Trecho da página:
════════
Há quase 30 anos, a separação de Woody Allen e Mia Farrow, coincidindo com o lançamento de Maridos e Esposas, virou um escândalo planetário. Nos anos seguintes, a situação não aliviou. Allen vem sofrendo sucessivas acusações de abuso. Virou um autor malvisto em Hollywood. Woody, que não tem mais nada a perder, segue seu ritmo. Um filme por ano, todos os anos. Mantém-se fiel a Nova York, mas virou globetrotter. Fez filmes em Barcelona, Paris, Roma. De volta à Espanha, o novo filme passa-se em San Sebastián.
Marcas
Rifkin’s Festival, ou O Festival do Amor. Wallace Shawn lecionava cinema. Largou o ofício para escrever um grande romance. A mulher permanece ligada à indústria. Ele a acompanha no Festival de San Sebastián. Vê Gina Gershon aproximar-se cada vez mais de um jovem autor francês – Louis Garrel. Hipocondríaco, vai parar no consultório de uma médica. Envolve-se com Elena Anaya. Mort Rifkin – o nome do personagem – é o típico personagem alleniano. Judeu nova-iorquino, intelectual, pretensioso.
════════
Conjunto de tarefas:
#1 Reproduza literalmente o texto sobre Woody Allen, desde "Há quase 30" até "em San Sebastián.".
#2 Dê continuidade ao texto sobre Woody Allen a partir da última frase.
As linhas não são usadas nesta parte.

Dados apresentados:
════════
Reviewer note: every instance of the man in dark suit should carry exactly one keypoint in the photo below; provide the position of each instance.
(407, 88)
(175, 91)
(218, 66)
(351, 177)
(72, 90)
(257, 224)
════════
Respostas:
#1
Há quase 30 anos, a separação de Woody Allen e Mia Farrow, coincidindo com o lançamento de Maridos e Esposas, virou um escândalo planetário. Nos anos seguintes, a situação não aliviou. Allen vem sofrendo sucessivas acusações de abuso. Virou um autor malvisto em Hollywood. Woody, que não tem mais nada a perder, segue seu ritmo. Um filme por ano, todos os anos. Mantém-se fiel a Nova York, mas virou globetrotter. Fez filmes em Barcelona, Paris, Roma. De volta à Espanha, o novo filme passa-se em San Sebastián.

#2
De tanto falar sobre cinema, Mort viu a mulher amada – a primeira – migrar para os braços do irmão. Vive num universo de fantasia, ora num filme de Federico Fellini – a sua versão de Oito e Meio -, ora de François Truffaut – Jules e Jim –, ou Ingmar Bergman – Persona. Gina e Elena protagonizam uma cena com legendas do último – discutindo a existência de Deus. Mort é truffautiano no sentido de que é um romântico que não sabe lidar com o próprio romantismo. Lança uma pergunta a seu psicanalista – E agora? Não tem resposta.
A verdade é que as coisas não são tão ruins como parecem – para Woody e o próprio Mort. Allen sempre amou seus mestres europeus, mas lá atrás, no começo de sua carreira, pagou tributo ao mito de Humphrey Bogart e a Casablanca. Mesmo que tudo dê errado, Mort nunca permanecerá sozinho. Bogart e Bergman tinham a lembrança de Paris. Mort tem o cinema, o seu Botão de Rosa. Allen até recria a famosa cena inicial de Cidadão Kane, o clássico de Orson Welles. Cinéfilos de carteirinha se sentirão em casa.